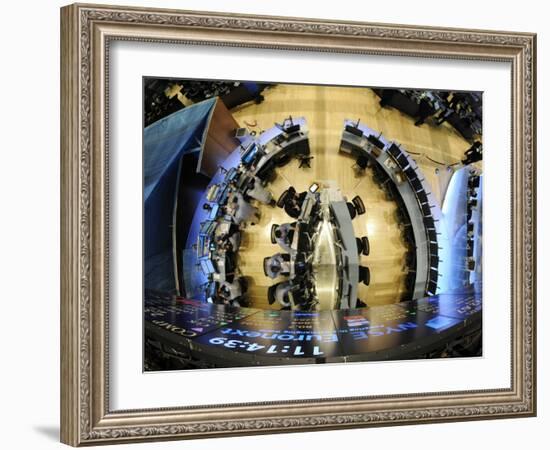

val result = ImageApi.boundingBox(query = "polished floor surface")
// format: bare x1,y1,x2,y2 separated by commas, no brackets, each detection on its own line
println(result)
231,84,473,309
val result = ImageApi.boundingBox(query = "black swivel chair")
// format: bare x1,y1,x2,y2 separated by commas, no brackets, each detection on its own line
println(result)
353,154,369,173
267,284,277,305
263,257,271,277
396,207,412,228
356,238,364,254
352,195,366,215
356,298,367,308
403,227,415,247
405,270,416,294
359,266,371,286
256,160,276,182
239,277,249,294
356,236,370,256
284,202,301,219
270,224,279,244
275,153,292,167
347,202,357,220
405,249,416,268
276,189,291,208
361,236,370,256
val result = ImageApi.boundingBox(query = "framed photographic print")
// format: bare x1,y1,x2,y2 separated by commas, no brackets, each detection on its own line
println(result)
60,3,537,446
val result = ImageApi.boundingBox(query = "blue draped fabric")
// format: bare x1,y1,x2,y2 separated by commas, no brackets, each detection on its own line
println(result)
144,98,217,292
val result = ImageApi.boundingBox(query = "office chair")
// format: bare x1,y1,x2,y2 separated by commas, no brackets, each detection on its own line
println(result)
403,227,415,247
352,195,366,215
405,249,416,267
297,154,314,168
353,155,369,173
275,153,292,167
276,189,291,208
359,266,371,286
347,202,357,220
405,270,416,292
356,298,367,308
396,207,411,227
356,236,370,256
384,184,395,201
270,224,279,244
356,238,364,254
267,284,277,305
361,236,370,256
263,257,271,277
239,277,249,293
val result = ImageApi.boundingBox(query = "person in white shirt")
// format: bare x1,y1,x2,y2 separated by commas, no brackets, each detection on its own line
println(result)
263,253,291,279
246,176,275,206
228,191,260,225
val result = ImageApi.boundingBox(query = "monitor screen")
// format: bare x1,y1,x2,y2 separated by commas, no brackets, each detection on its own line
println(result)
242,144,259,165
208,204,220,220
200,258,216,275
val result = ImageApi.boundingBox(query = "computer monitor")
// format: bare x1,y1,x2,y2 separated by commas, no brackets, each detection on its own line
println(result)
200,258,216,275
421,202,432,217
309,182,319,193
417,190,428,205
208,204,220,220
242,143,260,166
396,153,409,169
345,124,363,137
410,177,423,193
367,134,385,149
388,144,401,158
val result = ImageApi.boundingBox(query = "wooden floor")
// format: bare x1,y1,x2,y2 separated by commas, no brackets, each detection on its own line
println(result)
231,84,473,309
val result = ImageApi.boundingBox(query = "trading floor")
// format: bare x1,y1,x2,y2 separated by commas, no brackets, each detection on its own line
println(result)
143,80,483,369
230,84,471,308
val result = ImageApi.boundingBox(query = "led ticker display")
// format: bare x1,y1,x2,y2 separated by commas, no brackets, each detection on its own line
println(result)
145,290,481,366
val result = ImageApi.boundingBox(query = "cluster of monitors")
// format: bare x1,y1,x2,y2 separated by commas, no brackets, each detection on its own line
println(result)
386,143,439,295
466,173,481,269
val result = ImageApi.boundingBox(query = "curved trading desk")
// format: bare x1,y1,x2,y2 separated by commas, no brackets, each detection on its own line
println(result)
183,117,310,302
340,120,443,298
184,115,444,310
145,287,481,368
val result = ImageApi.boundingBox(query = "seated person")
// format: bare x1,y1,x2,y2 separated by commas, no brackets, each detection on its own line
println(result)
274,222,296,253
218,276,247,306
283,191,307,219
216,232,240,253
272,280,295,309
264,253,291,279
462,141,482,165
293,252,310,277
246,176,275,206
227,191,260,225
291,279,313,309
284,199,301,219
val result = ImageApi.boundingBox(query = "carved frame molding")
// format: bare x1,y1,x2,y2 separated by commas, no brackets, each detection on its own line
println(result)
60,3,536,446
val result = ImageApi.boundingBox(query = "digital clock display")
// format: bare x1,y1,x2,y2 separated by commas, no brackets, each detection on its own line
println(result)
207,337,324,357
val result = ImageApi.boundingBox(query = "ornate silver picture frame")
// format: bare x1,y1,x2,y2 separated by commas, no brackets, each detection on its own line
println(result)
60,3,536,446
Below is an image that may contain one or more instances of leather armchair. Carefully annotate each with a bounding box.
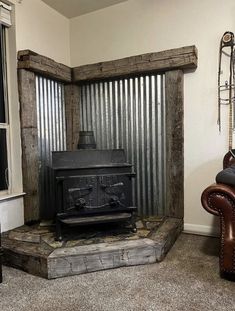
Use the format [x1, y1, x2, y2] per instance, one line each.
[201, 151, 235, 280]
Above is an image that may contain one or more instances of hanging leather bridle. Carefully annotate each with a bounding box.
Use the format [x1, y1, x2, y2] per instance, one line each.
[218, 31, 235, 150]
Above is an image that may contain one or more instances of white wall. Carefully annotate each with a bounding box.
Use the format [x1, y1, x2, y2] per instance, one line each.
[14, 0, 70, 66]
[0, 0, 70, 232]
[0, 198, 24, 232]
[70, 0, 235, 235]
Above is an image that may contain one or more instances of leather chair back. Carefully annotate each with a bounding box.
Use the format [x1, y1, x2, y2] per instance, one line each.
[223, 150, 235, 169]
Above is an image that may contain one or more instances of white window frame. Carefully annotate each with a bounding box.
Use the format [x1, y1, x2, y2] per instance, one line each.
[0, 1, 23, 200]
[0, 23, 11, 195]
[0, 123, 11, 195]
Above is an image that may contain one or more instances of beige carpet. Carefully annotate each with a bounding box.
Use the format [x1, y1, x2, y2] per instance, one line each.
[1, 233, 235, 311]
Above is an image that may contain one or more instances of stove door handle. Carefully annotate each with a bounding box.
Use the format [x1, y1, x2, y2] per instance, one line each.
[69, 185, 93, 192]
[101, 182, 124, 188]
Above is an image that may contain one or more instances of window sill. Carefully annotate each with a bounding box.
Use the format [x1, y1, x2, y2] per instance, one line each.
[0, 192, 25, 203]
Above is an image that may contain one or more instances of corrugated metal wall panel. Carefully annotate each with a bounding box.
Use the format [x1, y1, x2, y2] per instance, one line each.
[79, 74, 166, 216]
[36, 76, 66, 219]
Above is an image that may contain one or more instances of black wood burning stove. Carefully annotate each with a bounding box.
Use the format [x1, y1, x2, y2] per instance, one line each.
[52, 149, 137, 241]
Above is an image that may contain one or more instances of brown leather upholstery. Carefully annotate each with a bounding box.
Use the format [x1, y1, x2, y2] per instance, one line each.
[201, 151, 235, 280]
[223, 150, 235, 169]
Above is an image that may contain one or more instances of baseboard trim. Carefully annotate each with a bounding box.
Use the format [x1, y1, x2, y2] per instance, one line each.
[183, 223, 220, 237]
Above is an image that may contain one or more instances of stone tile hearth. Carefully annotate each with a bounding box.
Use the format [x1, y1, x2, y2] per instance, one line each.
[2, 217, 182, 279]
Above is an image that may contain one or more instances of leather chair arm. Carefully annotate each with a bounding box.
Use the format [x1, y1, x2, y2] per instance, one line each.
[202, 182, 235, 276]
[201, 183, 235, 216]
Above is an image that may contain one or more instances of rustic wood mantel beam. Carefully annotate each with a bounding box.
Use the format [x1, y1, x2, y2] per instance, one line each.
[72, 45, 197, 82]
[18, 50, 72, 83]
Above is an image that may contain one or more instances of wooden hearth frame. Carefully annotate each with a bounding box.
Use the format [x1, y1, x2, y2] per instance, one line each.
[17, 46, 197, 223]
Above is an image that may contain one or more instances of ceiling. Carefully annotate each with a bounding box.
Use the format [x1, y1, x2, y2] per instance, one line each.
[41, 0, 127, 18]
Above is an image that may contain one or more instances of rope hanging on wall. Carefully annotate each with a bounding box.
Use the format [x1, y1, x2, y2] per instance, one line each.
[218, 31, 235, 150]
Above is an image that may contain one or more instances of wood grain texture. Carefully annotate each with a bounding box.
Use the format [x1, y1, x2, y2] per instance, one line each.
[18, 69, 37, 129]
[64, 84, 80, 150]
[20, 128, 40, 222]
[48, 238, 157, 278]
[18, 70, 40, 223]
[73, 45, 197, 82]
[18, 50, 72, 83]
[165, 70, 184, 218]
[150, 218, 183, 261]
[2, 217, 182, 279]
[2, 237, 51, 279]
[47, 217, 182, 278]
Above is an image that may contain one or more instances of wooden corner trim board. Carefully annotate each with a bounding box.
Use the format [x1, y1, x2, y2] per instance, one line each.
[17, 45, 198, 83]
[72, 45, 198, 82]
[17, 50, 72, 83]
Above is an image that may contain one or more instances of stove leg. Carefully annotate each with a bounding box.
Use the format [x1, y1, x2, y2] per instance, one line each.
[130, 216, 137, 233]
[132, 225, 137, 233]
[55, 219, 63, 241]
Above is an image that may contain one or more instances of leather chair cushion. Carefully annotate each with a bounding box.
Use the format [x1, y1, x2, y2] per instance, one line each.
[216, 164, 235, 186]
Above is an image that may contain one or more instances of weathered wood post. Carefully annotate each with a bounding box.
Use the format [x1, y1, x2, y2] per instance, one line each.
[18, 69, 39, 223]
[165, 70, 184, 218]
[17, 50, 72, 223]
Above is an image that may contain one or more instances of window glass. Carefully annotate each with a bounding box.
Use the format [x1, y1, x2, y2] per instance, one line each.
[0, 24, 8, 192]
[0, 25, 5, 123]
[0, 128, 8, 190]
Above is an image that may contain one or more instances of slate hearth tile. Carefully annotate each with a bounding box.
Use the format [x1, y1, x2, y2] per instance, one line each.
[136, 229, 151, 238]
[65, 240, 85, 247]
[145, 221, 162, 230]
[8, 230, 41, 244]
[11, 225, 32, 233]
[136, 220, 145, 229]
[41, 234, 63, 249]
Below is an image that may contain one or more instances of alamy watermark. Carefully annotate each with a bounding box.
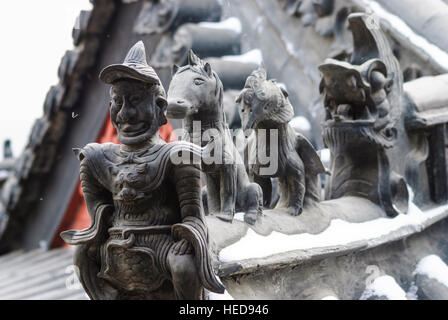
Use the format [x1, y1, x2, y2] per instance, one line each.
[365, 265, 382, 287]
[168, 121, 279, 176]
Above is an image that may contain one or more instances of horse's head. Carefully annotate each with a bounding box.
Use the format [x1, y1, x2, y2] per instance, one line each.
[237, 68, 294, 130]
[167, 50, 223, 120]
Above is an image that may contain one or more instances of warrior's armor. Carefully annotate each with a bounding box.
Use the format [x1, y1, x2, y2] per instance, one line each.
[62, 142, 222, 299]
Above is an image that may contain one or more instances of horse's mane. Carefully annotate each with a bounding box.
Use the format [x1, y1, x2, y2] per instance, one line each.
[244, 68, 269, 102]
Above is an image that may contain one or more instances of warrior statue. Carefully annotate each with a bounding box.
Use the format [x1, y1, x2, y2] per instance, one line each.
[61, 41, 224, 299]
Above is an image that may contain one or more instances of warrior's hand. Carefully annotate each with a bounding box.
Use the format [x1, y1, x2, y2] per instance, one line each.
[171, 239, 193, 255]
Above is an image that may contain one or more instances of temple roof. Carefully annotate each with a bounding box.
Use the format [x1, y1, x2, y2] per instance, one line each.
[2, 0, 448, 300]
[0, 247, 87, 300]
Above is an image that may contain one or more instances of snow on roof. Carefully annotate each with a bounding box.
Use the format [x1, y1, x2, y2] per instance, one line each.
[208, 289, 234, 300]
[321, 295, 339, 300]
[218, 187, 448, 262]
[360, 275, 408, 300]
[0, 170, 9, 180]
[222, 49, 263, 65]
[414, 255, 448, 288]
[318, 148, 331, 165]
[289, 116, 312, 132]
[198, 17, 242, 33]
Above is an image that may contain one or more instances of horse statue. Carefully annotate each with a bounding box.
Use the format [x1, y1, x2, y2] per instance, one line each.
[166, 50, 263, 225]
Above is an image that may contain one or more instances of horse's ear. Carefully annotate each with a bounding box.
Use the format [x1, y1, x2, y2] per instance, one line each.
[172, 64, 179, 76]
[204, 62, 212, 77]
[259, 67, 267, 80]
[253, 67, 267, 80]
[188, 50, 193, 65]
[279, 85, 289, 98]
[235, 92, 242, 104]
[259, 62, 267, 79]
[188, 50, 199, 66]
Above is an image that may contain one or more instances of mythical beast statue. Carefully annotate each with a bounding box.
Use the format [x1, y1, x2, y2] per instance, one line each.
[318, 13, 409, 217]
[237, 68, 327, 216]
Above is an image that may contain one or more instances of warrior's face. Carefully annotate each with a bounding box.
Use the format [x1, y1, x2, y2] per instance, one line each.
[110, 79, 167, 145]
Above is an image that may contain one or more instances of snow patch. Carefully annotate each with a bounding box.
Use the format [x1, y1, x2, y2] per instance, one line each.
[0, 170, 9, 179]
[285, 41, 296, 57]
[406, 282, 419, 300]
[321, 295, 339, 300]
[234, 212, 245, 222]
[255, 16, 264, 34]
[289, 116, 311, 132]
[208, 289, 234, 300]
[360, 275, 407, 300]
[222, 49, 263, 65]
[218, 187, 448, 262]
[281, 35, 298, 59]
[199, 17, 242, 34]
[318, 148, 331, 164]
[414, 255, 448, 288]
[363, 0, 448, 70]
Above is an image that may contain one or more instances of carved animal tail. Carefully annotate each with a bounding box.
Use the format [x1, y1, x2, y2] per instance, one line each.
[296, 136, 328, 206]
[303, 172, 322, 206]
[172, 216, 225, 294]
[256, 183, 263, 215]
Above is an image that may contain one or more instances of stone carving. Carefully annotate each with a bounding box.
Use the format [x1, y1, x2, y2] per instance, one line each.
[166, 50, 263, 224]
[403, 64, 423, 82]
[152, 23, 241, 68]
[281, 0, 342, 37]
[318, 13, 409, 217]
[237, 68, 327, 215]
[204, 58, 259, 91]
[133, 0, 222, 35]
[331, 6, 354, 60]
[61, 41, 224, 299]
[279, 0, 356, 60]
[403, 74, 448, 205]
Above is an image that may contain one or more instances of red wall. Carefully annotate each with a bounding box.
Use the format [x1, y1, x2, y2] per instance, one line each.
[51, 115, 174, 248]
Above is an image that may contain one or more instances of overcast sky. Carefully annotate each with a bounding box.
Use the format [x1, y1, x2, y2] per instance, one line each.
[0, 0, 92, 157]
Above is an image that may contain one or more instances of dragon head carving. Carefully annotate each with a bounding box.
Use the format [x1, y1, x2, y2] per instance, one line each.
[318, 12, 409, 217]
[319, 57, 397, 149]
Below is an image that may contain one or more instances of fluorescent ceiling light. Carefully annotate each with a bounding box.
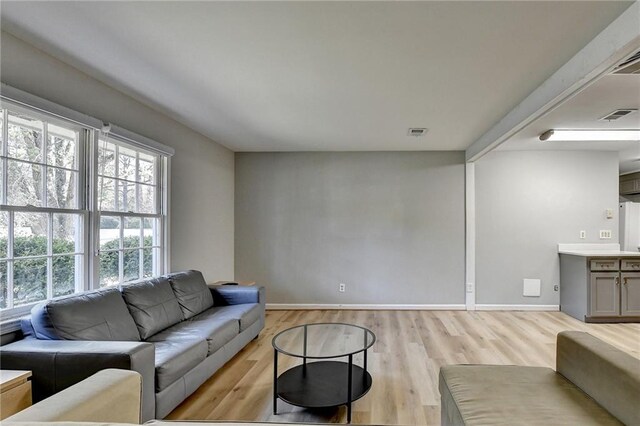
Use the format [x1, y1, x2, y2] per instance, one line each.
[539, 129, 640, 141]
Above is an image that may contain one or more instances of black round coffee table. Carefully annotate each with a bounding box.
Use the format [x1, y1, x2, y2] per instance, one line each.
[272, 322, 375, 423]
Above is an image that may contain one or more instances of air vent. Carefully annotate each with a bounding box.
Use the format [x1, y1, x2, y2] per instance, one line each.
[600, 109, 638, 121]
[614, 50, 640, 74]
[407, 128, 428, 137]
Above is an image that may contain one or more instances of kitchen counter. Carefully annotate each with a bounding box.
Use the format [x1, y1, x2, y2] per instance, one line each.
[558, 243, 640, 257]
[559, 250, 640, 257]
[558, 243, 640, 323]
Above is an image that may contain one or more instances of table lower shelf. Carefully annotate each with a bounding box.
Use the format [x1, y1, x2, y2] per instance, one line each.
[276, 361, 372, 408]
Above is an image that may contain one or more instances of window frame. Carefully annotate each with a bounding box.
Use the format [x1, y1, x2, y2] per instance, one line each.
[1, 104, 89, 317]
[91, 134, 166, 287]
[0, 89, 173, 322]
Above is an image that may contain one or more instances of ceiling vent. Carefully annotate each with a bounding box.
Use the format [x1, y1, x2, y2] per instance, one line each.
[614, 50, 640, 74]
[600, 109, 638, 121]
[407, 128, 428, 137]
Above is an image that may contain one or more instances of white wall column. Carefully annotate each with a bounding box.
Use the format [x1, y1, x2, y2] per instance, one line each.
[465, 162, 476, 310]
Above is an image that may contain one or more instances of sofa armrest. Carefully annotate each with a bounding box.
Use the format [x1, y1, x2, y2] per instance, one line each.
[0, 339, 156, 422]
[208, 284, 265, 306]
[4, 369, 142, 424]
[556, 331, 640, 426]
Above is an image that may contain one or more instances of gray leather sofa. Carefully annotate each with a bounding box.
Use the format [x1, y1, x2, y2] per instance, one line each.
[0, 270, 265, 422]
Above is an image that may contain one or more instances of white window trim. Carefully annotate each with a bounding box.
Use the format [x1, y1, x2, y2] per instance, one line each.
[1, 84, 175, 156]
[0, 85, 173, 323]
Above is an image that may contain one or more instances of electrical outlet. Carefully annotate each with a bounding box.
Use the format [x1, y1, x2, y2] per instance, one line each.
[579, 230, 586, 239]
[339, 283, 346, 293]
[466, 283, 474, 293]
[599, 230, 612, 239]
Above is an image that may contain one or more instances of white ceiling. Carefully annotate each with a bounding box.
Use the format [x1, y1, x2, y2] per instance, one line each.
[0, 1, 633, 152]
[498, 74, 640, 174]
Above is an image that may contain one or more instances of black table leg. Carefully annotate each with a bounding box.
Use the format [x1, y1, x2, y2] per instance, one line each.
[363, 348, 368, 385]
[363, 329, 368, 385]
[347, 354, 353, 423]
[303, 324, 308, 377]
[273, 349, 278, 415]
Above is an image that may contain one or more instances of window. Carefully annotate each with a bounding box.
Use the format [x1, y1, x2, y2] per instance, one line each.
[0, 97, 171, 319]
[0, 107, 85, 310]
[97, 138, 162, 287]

* * *

## What is needed
Every line above that holds "black" should be copied out.

## Your solution
val result = ImageApi.boundingBox(query = "black swivel chair")
Above is an image that may contain one or more instances of black wood burning stove. Carefully annotate each with a bounding box.
Above is an image that may contain one or more instances of black round coffee table. Carefully annotate each with a bounding box.
Above is an image that may contain one or more instances of black table leg. Carefully annotate each with a bounding box.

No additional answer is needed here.